[BEGIN Text block]

Contractions of the LCT group produce the de Sitter and Poincaré algebras in length-scale limits.

A machine-rendered reading of the paper's core claim, the machinery that carries it, and where it could break.

The paper shows that the symmetry group of relativistic quantum phase space, the linear canonical transformation group Sp(2,8) for signature (1,4), contracts via the Inönü-Wigner procedure to the de Sitter algebra when a minimum length scale approaches zero and a maximum length remains finite. In the further limit where the maximum length goes to infinity, it yields the Poincaré algebra of flat spacetime. This matters because it derives familiar spacetime symmetries from a more basic quantum structure that equates positions and momenta while preserving commutation relations. The contractions depend on two fundamental lengths, interpreted as the Planck length and de Sitter radius.

Core claim

The central discovery is that applying Inönü-Wigner contractions to the Lie algebra of the LCT group with parameters ℓ (minimum length) and L (maximum length) leads to the de Sitter algebra so(1,4) in the limit ℓ → 0 with L fixed, and subsequently to the Poincaré algebra iso(1,3) when L → ∞. This mechanism demonstrates how four-dimensional spacetime symmetries can emerge from the underlying symplectic symmetry of quantum phase space.

What carries the argument

The Inönü-Wigner group contraction formalism applied to the LCT Lie algebra, using rescalings of generators based on the asymptotic values of the length parameters ℓ and L.

[END Text block]
[BEGIN Exercise material]

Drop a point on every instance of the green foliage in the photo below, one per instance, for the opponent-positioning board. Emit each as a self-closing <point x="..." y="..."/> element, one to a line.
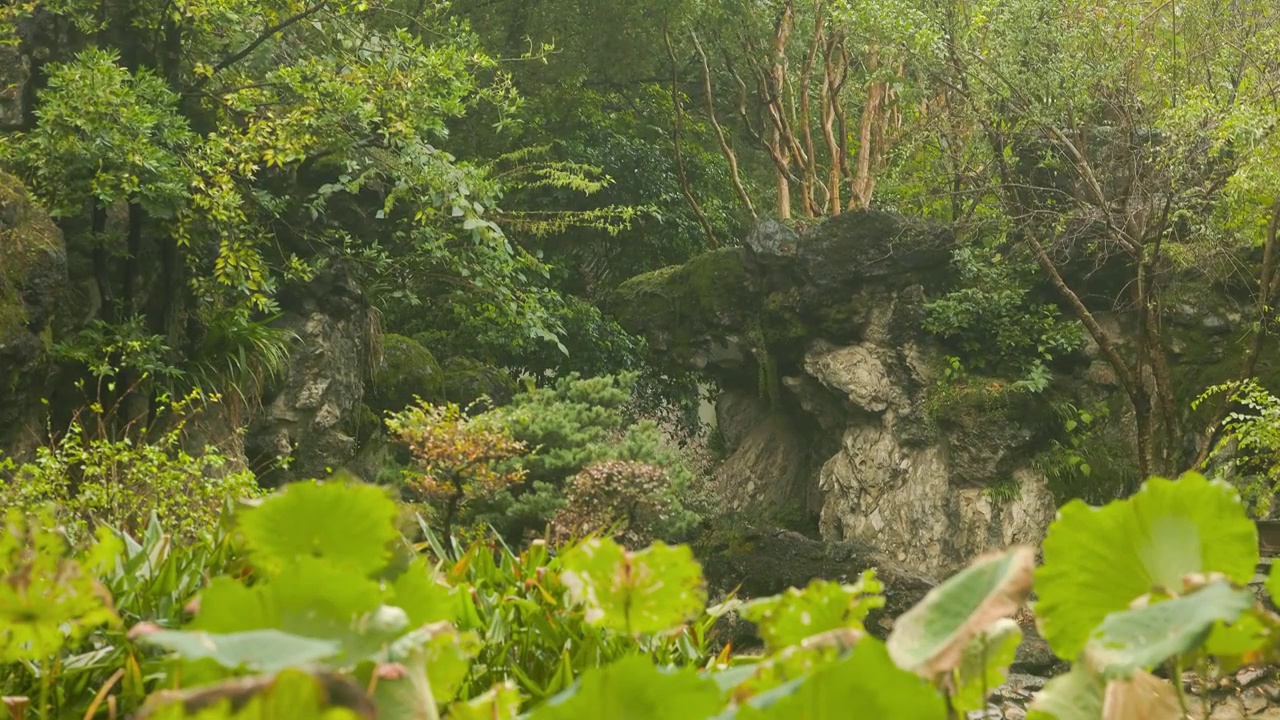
<point x="1101" y="560"/>
<point x="1089" y="459"/>
<point x="602" y="629"/>
<point x="571" y="425"/>
<point x="821" y="607"/>
<point x="97" y="479"/>
<point x="457" y="460"/>
<point x="995" y="323"/>
<point x="1248" y="449"/>
<point x="106" y="135"/>
<point x="50" y="597"/>
<point x="296" y="524"/>
<point x="933" y="637"/>
<point x="640" y="592"/>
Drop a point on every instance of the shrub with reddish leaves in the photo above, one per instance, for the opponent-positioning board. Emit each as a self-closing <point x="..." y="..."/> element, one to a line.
<point x="631" y="499"/>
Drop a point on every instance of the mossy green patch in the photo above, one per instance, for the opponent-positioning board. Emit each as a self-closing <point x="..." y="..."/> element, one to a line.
<point x="467" y="379"/>
<point x="702" y="299"/>
<point x="407" y="370"/>
<point x="26" y="236"/>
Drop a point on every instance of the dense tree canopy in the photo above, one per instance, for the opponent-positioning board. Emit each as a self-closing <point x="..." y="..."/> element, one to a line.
<point x="487" y="171"/>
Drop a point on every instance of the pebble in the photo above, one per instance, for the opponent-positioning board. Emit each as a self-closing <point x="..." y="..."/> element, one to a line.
<point x="1249" y="675"/>
<point x="1253" y="701"/>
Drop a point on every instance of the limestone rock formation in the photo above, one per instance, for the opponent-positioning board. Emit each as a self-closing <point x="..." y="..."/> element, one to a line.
<point x="832" y="395"/>
<point x="310" y="415"/>
<point x="32" y="279"/>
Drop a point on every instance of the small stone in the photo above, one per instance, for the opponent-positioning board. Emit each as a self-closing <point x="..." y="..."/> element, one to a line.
<point x="1014" y="712"/>
<point x="1229" y="709"/>
<point x="1249" y="675"/>
<point x="1253" y="701"/>
<point x="1271" y="689"/>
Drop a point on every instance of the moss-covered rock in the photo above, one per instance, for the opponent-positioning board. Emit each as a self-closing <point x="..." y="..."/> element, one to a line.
<point x="32" y="261"/>
<point x="407" y="370"/>
<point x="685" y="309"/>
<point x="32" y="278"/>
<point x="467" y="379"/>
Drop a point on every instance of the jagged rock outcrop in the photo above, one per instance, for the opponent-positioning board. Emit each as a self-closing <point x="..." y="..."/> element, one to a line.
<point x="32" y="279"/>
<point x="823" y="331"/>
<point x="763" y="561"/>
<point x="309" y="419"/>
<point x="823" y="328"/>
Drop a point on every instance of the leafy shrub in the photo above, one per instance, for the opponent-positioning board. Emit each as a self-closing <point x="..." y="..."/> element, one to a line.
<point x="568" y="427"/>
<point x="103" y="591"/>
<point x="96" y="478"/>
<point x="511" y="466"/>
<point x="1248" y="450"/>
<point x="995" y="323"/>
<point x="1091" y="459"/>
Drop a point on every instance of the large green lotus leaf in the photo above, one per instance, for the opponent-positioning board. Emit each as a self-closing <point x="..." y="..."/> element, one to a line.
<point x="423" y="595"/>
<point x="796" y="614"/>
<point x="429" y="666"/>
<point x="1098" y="560"/>
<point x="288" y="696"/>
<point x="1074" y="696"/>
<point x="863" y="686"/>
<point x="264" y="651"/>
<point x="1232" y="645"/>
<point x="344" y="524"/>
<point x="984" y="664"/>
<point x="649" y="591"/>
<point x="931" y="638"/>
<point x="1084" y="695"/>
<point x="1144" y="637"/>
<point x="501" y="702"/>
<point x="634" y="688"/>
<point x="310" y="598"/>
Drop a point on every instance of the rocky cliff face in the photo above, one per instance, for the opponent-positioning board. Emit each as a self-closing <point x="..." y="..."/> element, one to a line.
<point x="832" y="396"/>
<point x="309" y="418"/>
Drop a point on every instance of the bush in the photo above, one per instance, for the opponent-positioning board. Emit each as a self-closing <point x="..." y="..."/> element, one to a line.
<point x="634" y="500"/>
<point x="122" y="482"/>
<point x="456" y="458"/>
<point x="574" y="424"/>
<point x="992" y="320"/>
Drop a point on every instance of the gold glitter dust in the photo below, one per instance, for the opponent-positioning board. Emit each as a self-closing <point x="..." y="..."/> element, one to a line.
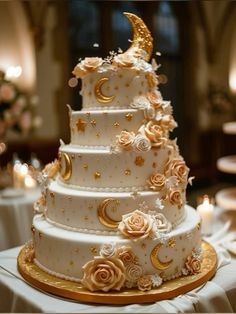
<point x="81" y="124"/>
<point x="171" y="242"/>
<point x="129" y="116"/>
<point x="97" y="175"/>
<point x="143" y="245"/>
<point x="93" y="122"/>
<point x="33" y="229"/>
<point x="93" y="250"/>
<point x="52" y="194"/>
<point x="139" y="161"/>
<point x="127" y="172"/>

[END Exercise material]

- _Task instructions_:
#1 According to the text on LCT group contractions, how are the two fundamental lengths interpreted?
#2 Show every line of the entries that contains the word "green". Case counts.

- _Outputs by task_:
#1 As the Planck length and the de Sitter radius.

#2
Drop a point on every instance of the green foliage in the photo below, one per instance, for the opponent-positioning board. Emit each as a self-closing <point x="..." y="..."/> element, one to a line.
Drop a point on every instance of the mossy green patch in the photo above, one per instance, for the opponent-positioning board. Emit each as a self-closing <point x="..." y="..."/> element, one to a line.
Drop a point on every instance of the large green lotus leaf in the photo above, one per instance, for the opponent-positioning board. Emit each as a self-closing <point x="..." y="..."/> element, one to a line.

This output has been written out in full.